The data:
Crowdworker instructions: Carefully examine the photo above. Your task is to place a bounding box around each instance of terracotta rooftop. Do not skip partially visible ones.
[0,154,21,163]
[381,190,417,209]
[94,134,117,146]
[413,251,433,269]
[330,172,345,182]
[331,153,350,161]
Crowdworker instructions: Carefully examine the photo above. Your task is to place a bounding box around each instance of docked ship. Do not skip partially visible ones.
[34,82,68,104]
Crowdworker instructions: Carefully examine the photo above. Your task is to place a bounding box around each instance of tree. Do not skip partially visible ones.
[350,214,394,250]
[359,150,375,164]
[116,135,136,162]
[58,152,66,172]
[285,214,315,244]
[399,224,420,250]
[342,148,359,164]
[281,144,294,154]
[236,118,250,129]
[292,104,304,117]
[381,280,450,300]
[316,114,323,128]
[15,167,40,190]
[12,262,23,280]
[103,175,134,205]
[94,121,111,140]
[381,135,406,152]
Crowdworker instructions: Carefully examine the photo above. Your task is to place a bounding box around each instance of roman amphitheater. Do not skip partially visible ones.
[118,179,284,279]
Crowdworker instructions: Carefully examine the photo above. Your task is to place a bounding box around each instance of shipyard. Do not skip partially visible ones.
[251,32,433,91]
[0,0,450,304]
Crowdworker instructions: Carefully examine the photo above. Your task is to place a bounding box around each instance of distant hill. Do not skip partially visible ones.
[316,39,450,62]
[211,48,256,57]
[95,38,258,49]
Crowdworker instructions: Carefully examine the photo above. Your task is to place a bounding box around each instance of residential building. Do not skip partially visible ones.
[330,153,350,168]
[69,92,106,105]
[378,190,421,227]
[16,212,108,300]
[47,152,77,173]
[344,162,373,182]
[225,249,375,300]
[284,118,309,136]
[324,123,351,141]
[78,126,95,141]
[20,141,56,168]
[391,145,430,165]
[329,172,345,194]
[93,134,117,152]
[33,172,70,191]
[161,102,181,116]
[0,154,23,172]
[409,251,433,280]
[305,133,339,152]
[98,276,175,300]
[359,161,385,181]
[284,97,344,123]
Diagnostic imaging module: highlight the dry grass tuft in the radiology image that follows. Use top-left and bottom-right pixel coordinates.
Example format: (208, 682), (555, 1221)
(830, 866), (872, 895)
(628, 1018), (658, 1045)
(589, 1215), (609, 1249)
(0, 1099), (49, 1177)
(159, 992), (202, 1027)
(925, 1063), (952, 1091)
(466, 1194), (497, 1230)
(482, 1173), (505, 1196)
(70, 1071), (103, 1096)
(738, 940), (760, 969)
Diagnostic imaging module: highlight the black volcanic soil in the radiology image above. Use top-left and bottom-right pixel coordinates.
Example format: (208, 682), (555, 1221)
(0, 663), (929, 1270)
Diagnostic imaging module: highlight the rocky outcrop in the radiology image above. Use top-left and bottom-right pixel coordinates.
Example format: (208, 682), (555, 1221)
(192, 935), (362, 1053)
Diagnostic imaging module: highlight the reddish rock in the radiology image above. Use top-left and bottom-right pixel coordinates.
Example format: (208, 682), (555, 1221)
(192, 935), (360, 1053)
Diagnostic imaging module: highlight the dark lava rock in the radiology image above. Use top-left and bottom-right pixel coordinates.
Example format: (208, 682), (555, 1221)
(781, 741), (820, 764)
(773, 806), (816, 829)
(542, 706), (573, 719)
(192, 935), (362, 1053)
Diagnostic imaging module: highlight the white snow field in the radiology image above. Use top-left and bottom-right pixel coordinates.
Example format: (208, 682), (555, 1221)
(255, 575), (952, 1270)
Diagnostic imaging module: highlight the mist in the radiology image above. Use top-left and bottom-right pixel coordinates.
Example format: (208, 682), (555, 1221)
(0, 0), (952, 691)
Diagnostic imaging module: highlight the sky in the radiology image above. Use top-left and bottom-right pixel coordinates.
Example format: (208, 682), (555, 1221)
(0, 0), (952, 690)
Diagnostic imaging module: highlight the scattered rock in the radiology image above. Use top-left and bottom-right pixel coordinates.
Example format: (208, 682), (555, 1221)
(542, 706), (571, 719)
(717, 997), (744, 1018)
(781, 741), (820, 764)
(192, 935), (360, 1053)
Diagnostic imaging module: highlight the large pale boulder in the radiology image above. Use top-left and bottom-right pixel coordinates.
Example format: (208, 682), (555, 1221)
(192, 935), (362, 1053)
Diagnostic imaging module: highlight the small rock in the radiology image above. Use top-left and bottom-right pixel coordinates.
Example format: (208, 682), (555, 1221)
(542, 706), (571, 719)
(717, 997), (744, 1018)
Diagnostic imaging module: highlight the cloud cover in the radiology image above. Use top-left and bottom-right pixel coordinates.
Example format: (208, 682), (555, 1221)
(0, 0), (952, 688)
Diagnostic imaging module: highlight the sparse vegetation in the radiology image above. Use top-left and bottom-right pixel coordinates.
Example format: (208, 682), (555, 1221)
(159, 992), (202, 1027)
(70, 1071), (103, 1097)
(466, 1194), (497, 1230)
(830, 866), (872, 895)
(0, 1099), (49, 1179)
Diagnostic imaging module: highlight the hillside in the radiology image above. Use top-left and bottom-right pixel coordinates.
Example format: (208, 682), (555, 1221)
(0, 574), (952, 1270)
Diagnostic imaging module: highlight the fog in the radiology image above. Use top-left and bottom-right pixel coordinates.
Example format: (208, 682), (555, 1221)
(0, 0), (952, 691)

Requirement:
Rewrite the material from its first line through the line that contains "[381,135,406,152]", keeping every line in order and adding 80 to each coordinate in the answers.

Written solution:
Crowdworker instructions: Carefully examine the photo above. Your task is to place a bounding box around each instance of terracotta rooftop. Do not skip partially visible ones.
[80,234,101,243]
[461,270,497,289]
[174,214,197,226]
[493,331,513,349]
[410,252,425,262]
[411,233,430,241]
Crowdworker instructions: Carefully examine the photo above. Your task is to place a bounding box around each instance of docked ship. Do not skip partially visible ones.
[114,162,148,184]
Crowdworker instructions: Carefully examine the photo above. Your task is to place a bounding box around each instance of tree. Do not skip partially visible ones.
[430,294,474,330]
[439,230,455,244]
[196,215,216,242]
[138,232,146,252]
[365,294,395,324]
[479,304,500,330]
[422,228,439,244]
[361,224,374,234]
[316,198,330,209]
[372,184,384,197]
[461,360,530,380]
[396,194,403,208]
[95,247,120,270]
[92,342,103,360]
[183,255,214,285]
[174,201,191,220]
[461,215,486,232]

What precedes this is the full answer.